[Brief]:
Make an exact copy of all the records.

***** Dataset records *****

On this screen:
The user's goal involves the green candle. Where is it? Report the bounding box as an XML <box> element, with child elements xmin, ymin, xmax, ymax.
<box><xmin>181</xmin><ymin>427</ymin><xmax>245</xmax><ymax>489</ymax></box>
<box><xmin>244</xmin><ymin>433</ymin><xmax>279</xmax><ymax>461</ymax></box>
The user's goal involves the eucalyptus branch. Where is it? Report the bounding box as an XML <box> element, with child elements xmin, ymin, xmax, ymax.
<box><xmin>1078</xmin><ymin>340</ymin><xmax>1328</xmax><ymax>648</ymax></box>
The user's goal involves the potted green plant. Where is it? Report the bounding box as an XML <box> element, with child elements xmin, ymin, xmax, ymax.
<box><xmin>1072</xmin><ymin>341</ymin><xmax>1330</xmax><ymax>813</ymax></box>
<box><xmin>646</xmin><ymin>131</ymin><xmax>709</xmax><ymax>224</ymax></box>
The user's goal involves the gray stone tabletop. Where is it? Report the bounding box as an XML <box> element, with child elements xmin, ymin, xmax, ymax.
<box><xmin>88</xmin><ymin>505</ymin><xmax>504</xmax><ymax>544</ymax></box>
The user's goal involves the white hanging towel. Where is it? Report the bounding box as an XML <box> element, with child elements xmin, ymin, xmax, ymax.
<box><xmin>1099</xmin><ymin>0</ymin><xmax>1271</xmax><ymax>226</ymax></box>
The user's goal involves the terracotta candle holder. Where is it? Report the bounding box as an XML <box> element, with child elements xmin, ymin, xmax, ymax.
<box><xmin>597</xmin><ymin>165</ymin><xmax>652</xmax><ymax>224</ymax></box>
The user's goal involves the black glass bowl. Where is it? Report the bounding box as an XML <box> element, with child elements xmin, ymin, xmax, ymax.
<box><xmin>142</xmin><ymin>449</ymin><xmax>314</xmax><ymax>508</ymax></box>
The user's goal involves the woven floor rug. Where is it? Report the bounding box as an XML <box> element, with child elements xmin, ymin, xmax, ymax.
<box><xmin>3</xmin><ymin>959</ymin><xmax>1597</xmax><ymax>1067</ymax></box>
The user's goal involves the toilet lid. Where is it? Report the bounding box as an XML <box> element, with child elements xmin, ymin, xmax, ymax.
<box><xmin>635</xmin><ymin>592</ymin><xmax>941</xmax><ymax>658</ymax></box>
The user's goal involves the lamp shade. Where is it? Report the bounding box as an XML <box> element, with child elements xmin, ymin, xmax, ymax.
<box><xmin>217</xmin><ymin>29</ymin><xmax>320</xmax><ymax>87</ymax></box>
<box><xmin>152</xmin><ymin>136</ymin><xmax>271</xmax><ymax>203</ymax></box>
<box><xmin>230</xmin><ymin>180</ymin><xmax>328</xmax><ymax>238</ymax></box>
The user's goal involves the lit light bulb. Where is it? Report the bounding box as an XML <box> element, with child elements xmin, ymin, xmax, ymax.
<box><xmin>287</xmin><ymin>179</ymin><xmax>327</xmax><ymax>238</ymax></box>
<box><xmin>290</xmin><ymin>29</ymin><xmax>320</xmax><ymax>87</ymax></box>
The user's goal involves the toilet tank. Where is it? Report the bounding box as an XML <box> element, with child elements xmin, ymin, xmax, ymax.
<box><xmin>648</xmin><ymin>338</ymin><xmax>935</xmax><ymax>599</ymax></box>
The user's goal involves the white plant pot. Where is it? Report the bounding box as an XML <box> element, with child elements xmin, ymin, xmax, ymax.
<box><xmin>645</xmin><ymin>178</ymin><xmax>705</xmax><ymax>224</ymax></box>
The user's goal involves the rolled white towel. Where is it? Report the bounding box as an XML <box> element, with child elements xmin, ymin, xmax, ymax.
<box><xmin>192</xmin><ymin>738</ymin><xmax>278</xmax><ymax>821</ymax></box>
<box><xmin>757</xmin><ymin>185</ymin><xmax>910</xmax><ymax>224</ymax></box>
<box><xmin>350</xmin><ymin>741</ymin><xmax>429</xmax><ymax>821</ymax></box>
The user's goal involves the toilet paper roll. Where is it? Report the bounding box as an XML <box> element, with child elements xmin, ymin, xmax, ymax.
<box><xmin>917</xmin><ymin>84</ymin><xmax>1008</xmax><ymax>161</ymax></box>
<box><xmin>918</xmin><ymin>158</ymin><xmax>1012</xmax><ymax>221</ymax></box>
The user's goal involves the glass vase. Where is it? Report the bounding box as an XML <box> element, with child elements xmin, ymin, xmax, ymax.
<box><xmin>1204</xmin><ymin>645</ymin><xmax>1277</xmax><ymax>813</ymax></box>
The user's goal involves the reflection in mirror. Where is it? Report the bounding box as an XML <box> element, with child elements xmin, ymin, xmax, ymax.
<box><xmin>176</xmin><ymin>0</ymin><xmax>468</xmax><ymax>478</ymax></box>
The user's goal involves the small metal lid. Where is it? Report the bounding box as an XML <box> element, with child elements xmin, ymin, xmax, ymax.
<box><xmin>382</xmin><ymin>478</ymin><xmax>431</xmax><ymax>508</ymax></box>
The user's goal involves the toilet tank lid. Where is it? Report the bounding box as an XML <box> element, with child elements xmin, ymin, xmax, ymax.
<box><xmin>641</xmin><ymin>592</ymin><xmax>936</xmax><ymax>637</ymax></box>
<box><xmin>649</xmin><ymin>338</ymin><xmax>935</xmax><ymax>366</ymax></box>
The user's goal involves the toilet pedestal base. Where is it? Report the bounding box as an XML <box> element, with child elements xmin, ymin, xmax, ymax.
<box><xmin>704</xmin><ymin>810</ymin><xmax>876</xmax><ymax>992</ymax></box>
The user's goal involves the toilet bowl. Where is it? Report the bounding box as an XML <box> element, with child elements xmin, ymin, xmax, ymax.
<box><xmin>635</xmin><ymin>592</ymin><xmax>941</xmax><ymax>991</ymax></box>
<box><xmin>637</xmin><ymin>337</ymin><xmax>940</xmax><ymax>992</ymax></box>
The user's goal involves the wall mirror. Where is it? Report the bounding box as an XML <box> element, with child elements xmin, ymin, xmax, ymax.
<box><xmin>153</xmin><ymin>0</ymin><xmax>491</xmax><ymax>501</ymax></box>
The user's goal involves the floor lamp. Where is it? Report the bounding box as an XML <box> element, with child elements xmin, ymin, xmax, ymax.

*****

[Your solution]:
On this screen:
The user's goal involves the green candle. Where is it? Report the bounding box as an XML <box> element, with child elements xmin, ymin, xmax, ymax.
<box><xmin>181</xmin><ymin>427</ymin><xmax>245</xmax><ymax>489</ymax></box>
<box><xmin>244</xmin><ymin>433</ymin><xmax>279</xmax><ymax>461</ymax></box>
The user's goal involves the eucalyptus branch. Where is it? Report the bounding box as an XML <box> element, with child elements xmin, ymin, xmax, ymax.
<box><xmin>1078</xmin><ymin>340</ymin><xmax>1328</xmax><ymax>648</ymax></box>
The user's goal involves the potted green plant. Where is it? Report the bounding box as an XML <box> element, with child elements xmin, ymin, xmax, ymax.
<box><xmin>1072</xmin><ymin>341</ymin><xmax>1330</xmax><ymax>813</ymax></box>
<box><xmin>646</xmin><ymin>131</ymin><xmax>709</xmax><ymax>224</ymax></box>
The user's goal involves the gray stone tabletop. Where is it? Report the bounding box as an XML <box> element, with child elements xmin, ymin, xmax, ymax.
<box><xmin>88</xmin><ymin>505</ymin><xmax>504</xmax><ymax>544</ymax></box>
The user's goal involves the white hanging towel. Where is it? Report the bounding box as an XML <box> element, with child elements xmin, ymin, xmax, ymax.
<box><xmin>1099</xmin><ymin>0</ymin><xmax>1271</xmax><ymax>226</ymax></box>
The user's goal involves the terracotta candle holder. Where is it? Report the bounding box as an XML <box> element, with child elements xmin, ymin, xmax, ymax.
<box><xmin>597</xmin><ymin>165</ymin><xmax>652</xmax><ymax>224</ymax></box>
The user's goal involves the black glass bowl. Where is it? Report the bounding box as an XML <box> element, with child elements xmin, ymin, xmax, ymax.
<box><xmin>142</xmin><ymin>449</ymin><xmax>314</xmax><ymax>508</ymax></box>
The user's goal involves the woven floor rug. Where is it? Report the bounding box as an XML <box> element, with child elements xmin, ymin, xmax, ymax.
<box><xmin>3</xmin><ymin>959</ymin><xmax>1597</xmax><ymax>1067</ymax></box>
The user's goal involves the toilet lid. Where is it? Report the bounding box as an XML <box> element, with child elements xmin, ymin, xmax, ymax.
<box><xmin>635</xmin><ymin>592</ymin><xmax>941</xmax><ymax>658</ymax></box>
The user's goal involves the lamp shade. Where is it? Report the bounding box as an XML <box> element, with child elements xmin, ymin, xmax, ymax.
<box><xmin>217</xmin><ymin>29</ymin><xmax>320</xmax><ymax>87</ymax></box>
<box><xmin>152</xmin><ymin>136</ymin><xmax>271</xmax><ymax>203</ymax></box>
<box><xmin>230</xmin><ymin>180</ymin><xmax>328</xmax><ymax>238</ymax></box>
The user's goal involves the lit light bulb. Where is it? Report the bounding box as an XML <box> element, with child elements xmin, ymin, xmax, ymax.
<box><xmin>287</xmin><ymin>179</ymin><xmax>327</xmax><ymax>238</ymax></box>
<box><xmin>290</xmin><ymin>29</ymin><xmax>320</xmax><ymax>87</ymax></box>
The user's goal involves the toilet tank. Where is it? Report the bounding box as an XML <box> element, with child elements xmin, ymin, xmax, ymax.
<box><xmin>648</xmin><ymin>338</ymin><xmax>935</xmax><ymax>599</ymax></box>
The user's goal involves the white plant pot. Where is it? Report the bounding box as an XML <box> element, with child elements xmin, ymin, xmax, ymax.
<box><xmin>645</xmin><ymin>178</ymin><xmax>705</xmax><ymax>224</ymax></box>
The user's goal involves the rolled white towel. Where is it? Report the bounding box as an XML <box> element, with child elements xmin, ymin, xmax, ymax.
<box><xmin>192</xmin><ymin>738</ymin><xmax>278</xmax><ymax>821</ymax></box>
<box><xmin>757</xmin><ymin>185</ymin><xmax>910</xmax><ymax>224</ymax></box>
<box><xmin>350</xmin><ymin>741</ymin><xmax>429</xmax><ymax>821</ymax></box>
The user's goal involves the toilet paper roll. Where is it? Report the bounding box as an XML <box> element, with child elements xmin, ymin, xmax, ymax.
<box><xmin>917</xmin><ymin>84</ymin><xmax>1008</xmax><ymax>161</ymax></box>
<box><xmin>918</xmin><ymin>158</ymin><xmax>1012</xmax><ymax>221</ymax></box>
The user's goal involves the glass vase. Where is it? Report the bounding box as an XML <box> element, with child elements xmin, ymin, xmax, ymax.
<box><xmin>1204</xmin><ymin>645</ymin><xmax>1277</xmax><ymax>813</ymax></box>
The user's goal involves the reflection in mirror. Where is it? Report the bounding box as an XML <box> element, with child elements xmin, ymin, xmax, ymax.
<box><xmin>176</xmin><ymin>0</ymin><xmax>468</xmax><ymax>478</ymax></box>
The user's goal involves the small metal lid. Where is it? Report the bounding box as an XML <box> element, with child elements xmin, ymin, xmax, ymax.
<box><xmin>382</xmin><ymin>478</ymin><xmax>431</xmax><ymax>508</ymax></box>
The user's goal involves the toilet tank lid. Where is it? Report the bounding box as an XML <box> element, with child elements xmin, ymin, xmax, ymax.
<box><xmin>641</xmin><ymin>592</ymin><xmax>936</xmax><ymax>637</ymax></box>
<box><xmin>649</xmin><ymin>338</ymin><xmax>935</xmax><ymax>366</ymax></box>
The user's goal involves the toilet pedestal base. Where is it? Report the bounding box as an XML <box> element, with child elements xmin, ymin, xmax, ymax.
<box><xmin>704</xmin><ymin>810</ymin><xmax>876</xmax><ymax>992</ymax></box>
The user's goal involves the toilet bowl. Where is it? Report the bounding box as an XML <box> element, with child elements xmin, ymin, xmax, ymax.
<box><xmin>635</xmin><ymin>592</ymin><xmax>941</xmax><ymax>991</ymax></box>
<box><xmin>637</xmin><ymin>337</ymin><xmax>940</xmax><ymax>992</ymax></box>
The user's goal involves the wall mirror. Where is it? Report the bounding box as an XML <box> element, with child elements xmin, ymin, xmax, ymax.
<box><xmin>153</xmin><ymin>0</ymin><xmax>491</xmax><ymax>501</ymax></box>
The user's goal involves the floor lamp. Where is it? Report the bounding box as an XML <box> element, with child elements xmin, ymin, xmax, ymax.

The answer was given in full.